Task goal:
Among the lines of the material, copy those that hold the string "below".
= = =
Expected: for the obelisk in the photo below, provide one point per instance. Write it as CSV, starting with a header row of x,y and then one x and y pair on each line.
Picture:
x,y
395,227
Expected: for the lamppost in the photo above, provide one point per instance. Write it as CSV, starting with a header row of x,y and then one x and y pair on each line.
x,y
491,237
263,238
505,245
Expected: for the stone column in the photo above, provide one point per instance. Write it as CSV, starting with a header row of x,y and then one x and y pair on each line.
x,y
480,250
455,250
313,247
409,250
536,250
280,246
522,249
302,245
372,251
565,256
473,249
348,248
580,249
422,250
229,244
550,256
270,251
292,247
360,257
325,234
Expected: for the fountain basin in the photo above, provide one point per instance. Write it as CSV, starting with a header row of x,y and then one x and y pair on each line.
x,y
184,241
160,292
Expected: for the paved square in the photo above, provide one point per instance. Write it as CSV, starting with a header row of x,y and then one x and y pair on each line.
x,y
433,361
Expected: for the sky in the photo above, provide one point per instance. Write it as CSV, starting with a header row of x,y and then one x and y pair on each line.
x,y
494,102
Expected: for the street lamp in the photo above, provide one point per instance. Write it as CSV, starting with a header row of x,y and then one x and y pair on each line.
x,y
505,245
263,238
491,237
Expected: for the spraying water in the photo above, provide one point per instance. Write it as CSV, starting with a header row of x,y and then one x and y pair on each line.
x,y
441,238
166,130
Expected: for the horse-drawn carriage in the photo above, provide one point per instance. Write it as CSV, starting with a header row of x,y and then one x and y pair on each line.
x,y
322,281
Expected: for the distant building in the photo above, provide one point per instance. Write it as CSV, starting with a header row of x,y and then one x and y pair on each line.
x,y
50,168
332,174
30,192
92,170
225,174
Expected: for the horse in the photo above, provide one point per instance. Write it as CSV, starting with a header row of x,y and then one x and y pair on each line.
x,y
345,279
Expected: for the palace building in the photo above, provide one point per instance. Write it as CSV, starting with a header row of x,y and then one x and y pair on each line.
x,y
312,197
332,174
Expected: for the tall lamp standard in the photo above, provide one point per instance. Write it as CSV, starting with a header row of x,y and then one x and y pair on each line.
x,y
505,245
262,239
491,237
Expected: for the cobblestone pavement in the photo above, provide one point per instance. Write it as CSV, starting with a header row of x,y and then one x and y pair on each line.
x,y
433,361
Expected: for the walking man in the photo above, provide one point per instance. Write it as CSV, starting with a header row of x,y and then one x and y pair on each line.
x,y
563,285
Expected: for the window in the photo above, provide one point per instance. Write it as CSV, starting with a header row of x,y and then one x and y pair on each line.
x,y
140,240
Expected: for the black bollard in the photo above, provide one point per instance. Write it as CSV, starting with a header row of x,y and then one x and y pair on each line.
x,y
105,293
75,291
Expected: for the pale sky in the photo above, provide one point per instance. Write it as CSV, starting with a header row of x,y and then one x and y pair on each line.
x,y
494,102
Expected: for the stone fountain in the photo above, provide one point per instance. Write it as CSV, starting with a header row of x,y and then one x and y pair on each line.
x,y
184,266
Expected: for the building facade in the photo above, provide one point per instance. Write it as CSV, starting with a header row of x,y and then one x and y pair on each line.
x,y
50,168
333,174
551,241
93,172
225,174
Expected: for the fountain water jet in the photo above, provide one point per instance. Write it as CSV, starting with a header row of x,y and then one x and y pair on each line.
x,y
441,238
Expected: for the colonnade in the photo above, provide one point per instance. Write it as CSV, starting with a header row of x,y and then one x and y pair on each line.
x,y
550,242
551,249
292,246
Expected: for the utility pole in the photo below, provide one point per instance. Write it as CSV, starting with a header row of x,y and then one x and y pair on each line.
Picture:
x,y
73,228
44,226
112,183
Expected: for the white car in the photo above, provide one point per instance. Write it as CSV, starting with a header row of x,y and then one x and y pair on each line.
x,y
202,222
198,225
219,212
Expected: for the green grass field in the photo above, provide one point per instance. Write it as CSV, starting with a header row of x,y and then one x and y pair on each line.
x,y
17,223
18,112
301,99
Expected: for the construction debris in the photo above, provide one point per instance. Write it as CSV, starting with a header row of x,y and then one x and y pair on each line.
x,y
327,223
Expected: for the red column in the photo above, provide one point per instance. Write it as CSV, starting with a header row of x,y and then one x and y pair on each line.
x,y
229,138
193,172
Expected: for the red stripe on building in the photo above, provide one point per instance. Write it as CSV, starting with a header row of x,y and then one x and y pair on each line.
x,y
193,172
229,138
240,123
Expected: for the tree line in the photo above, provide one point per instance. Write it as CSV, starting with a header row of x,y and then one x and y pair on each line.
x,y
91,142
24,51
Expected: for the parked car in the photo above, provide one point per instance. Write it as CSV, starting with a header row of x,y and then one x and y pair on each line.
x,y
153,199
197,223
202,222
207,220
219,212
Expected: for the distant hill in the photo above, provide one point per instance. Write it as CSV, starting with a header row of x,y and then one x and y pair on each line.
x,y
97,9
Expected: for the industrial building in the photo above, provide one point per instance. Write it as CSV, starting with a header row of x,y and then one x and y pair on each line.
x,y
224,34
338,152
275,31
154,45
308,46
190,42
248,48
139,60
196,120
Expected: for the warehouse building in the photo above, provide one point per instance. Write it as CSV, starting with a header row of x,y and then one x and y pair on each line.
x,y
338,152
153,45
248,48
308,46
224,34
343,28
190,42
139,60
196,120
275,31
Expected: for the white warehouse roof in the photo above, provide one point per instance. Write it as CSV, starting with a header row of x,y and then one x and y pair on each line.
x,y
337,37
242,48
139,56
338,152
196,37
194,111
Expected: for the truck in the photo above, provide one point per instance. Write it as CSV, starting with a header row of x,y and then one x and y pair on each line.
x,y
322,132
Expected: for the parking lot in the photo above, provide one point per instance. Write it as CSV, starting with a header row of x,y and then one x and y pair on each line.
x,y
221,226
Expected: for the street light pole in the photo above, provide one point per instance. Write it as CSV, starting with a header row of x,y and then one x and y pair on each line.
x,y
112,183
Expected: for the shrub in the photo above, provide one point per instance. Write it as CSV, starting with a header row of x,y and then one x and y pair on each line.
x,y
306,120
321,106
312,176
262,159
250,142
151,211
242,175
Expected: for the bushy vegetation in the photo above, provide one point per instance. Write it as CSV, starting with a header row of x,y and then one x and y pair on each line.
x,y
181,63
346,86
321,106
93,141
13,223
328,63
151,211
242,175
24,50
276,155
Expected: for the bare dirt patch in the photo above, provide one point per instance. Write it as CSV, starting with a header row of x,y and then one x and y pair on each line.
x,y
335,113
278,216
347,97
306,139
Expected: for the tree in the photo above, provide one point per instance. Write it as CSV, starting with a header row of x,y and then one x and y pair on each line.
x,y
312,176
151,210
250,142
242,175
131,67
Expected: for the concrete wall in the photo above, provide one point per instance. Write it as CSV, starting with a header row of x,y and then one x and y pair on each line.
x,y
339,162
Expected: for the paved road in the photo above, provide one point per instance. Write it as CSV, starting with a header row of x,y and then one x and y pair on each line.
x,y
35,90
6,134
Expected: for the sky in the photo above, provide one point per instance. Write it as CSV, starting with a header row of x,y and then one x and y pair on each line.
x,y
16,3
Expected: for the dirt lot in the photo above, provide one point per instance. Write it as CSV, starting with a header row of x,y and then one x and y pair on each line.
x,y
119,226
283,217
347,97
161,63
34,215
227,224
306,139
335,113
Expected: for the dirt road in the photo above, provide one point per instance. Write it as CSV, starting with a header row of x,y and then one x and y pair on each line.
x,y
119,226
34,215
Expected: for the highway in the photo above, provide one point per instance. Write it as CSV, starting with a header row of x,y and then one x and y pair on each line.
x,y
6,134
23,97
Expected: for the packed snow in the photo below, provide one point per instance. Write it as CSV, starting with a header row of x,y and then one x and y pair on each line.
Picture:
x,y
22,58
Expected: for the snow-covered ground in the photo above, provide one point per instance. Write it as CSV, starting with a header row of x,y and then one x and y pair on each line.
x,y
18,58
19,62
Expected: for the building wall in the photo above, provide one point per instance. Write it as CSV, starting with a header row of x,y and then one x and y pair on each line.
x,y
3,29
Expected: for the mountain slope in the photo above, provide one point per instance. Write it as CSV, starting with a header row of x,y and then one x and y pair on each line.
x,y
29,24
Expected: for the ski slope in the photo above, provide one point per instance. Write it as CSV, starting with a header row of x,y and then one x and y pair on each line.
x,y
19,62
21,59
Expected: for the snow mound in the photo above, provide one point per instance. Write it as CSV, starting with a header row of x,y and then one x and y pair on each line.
= = =
Exercise answer:
Expected: for the obelisk in the photo below, provide one point per instance. Write it as CSV, starting with a header row of x,y and then one x and y pair on each line.
Expected: for the utility pole in the photo below, provide one point per instance. Write it as CSV, starting with a header row of x,y and then one x and y pair on each line.
Expected: for the packed snow in the photo below, provide one point per instance. Write it as CSV, starting with a header row of x,y and then one x and y pair on each line.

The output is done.